▶

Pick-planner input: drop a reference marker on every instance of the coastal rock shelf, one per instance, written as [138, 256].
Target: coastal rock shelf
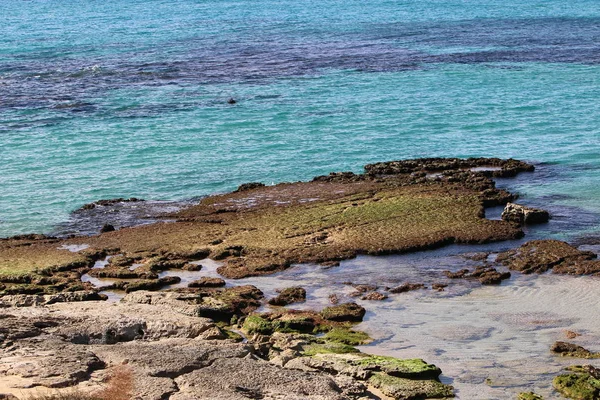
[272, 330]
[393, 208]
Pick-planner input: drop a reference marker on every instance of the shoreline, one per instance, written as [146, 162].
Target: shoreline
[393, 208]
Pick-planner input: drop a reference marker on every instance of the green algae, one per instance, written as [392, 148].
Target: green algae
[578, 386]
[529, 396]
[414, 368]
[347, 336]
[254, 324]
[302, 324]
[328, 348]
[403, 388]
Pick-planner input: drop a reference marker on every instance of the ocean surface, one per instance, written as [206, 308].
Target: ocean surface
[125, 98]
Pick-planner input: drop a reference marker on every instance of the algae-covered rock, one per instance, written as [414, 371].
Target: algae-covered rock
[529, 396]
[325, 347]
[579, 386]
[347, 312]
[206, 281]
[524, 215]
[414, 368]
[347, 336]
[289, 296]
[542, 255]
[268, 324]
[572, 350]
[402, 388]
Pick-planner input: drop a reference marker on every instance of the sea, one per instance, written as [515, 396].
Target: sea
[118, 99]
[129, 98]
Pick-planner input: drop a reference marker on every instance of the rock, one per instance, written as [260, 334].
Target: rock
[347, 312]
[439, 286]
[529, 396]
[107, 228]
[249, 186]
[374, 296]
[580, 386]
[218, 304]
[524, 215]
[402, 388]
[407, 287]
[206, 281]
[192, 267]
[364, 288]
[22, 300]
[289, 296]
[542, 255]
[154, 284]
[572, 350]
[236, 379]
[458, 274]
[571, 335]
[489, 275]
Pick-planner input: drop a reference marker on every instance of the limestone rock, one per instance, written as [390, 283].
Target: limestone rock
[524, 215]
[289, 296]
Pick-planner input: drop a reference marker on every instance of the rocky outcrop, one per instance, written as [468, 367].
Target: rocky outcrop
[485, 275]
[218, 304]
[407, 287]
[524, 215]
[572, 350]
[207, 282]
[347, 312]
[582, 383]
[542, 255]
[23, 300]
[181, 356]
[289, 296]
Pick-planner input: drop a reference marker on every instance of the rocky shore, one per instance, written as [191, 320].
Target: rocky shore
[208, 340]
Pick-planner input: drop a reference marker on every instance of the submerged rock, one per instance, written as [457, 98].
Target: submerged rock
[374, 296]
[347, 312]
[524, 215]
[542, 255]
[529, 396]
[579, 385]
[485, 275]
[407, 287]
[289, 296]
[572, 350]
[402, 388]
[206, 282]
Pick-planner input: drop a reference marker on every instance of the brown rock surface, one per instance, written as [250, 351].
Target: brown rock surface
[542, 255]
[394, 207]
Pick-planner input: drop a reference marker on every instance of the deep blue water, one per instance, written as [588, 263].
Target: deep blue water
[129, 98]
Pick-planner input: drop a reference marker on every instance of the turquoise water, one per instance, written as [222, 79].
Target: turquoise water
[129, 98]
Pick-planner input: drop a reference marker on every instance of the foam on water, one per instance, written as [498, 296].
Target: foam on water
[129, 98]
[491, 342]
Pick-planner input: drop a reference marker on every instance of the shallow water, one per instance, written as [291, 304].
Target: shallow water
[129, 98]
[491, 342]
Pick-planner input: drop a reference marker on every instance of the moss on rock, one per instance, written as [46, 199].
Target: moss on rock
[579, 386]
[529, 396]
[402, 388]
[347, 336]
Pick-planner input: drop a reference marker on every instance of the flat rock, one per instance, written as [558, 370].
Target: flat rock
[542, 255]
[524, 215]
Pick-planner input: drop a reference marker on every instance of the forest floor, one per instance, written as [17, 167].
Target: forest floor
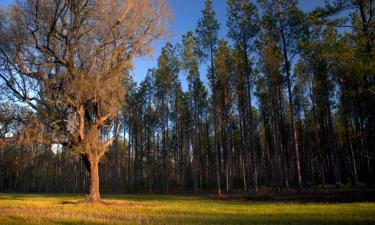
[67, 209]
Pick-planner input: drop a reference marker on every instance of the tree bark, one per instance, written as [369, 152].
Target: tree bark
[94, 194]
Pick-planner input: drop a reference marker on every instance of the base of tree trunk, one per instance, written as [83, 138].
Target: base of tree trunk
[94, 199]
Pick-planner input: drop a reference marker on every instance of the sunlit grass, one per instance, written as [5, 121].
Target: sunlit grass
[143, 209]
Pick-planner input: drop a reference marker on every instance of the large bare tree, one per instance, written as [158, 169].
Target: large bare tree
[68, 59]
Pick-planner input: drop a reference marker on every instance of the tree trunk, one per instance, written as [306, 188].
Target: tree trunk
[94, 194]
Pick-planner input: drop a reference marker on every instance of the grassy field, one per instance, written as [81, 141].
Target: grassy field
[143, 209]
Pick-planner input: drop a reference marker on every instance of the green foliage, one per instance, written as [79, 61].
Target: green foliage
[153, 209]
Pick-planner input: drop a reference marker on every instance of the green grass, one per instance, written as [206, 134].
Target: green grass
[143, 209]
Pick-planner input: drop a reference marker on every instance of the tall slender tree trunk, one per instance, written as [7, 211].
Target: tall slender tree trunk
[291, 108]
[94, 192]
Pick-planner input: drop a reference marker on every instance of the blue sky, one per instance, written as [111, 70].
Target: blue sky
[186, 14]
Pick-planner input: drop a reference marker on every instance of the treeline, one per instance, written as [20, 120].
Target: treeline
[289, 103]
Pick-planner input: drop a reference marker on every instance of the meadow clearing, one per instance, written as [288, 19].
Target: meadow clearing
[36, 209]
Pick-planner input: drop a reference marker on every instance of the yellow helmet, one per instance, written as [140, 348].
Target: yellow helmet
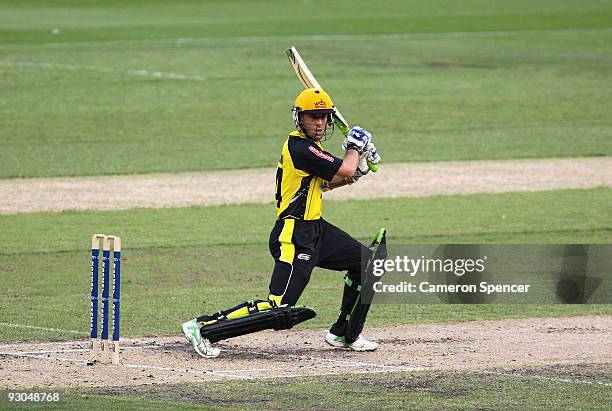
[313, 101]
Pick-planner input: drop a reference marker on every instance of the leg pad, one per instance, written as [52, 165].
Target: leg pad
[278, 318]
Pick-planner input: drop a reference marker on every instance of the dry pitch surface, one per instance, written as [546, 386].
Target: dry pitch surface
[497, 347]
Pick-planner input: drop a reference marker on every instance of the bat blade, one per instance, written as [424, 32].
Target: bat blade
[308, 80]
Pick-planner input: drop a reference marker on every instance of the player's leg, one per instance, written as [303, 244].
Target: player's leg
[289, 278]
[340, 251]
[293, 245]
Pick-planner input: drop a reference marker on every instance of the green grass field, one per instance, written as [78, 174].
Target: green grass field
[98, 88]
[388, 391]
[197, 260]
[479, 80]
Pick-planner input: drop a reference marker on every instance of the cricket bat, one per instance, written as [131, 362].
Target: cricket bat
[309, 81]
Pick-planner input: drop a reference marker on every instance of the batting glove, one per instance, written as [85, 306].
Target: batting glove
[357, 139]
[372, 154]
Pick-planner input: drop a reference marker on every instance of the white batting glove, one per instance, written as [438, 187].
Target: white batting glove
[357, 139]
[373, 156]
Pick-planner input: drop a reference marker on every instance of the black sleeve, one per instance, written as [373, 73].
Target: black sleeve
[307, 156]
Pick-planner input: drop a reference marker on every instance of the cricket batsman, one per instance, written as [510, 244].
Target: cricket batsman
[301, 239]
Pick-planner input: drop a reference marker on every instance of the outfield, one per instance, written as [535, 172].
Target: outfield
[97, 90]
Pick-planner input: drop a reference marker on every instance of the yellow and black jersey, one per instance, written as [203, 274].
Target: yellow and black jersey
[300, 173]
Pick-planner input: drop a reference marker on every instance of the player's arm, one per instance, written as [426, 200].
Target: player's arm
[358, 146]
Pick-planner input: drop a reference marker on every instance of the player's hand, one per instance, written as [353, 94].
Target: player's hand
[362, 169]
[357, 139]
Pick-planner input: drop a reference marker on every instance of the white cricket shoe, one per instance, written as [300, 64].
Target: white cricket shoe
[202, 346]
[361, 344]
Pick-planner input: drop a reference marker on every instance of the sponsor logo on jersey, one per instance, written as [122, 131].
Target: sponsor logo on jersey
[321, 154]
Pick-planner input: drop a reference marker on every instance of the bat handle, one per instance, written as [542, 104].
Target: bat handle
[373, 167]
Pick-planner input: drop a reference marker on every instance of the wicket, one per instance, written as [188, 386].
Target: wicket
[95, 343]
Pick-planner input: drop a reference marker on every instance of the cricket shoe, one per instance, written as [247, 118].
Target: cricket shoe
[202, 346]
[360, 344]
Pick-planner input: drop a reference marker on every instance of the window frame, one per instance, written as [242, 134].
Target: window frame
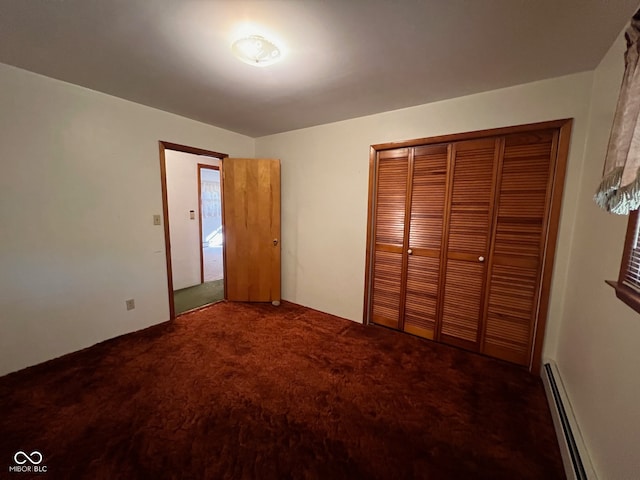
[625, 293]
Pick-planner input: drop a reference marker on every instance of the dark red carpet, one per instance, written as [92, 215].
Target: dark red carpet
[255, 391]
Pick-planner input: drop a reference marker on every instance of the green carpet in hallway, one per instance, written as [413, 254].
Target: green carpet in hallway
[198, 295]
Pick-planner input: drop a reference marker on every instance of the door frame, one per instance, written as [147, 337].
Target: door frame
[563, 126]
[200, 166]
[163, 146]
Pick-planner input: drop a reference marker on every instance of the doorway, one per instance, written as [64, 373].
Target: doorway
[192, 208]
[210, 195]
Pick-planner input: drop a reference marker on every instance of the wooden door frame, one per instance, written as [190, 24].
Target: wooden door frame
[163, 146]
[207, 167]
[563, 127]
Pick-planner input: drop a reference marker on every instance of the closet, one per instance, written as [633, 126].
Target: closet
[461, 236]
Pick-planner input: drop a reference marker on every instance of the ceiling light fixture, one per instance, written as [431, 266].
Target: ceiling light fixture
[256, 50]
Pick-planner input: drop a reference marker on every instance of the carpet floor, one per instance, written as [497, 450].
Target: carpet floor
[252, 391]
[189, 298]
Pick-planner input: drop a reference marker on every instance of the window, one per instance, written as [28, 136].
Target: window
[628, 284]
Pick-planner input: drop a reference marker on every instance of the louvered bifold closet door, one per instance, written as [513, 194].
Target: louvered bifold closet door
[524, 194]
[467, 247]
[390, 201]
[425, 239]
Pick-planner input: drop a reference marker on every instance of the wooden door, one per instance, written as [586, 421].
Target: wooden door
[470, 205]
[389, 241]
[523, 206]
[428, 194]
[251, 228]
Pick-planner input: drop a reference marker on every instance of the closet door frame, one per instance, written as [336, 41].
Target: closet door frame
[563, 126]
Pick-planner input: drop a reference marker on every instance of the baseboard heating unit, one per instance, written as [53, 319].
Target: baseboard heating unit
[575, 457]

◀

** DIRECTIONS **
Every line from the one containing "as [586, 421]." through the end of the entries above must be echoed exactly, with both ends kept.

** RESULT OF THE EXERCISE **
Pick-planner input: drop a reference marker on every instance of the wooden door, one per instance, written as [586, 421].
Target: wooden door
[470, 205]
[389, 241]
[523, 206]
[428, 194]
[251, 228]
Pick-planner input: drop a reference marker on every instance of the closet door frame, one per instance, written as [336, 41].
Target: closet door frame
[563, 126]
Pick-planner input: drop a reference marker on every instance of the baseboard heating unit, one per instance, written as [53, 319].
Target: baseboard heating unit
[575, 457]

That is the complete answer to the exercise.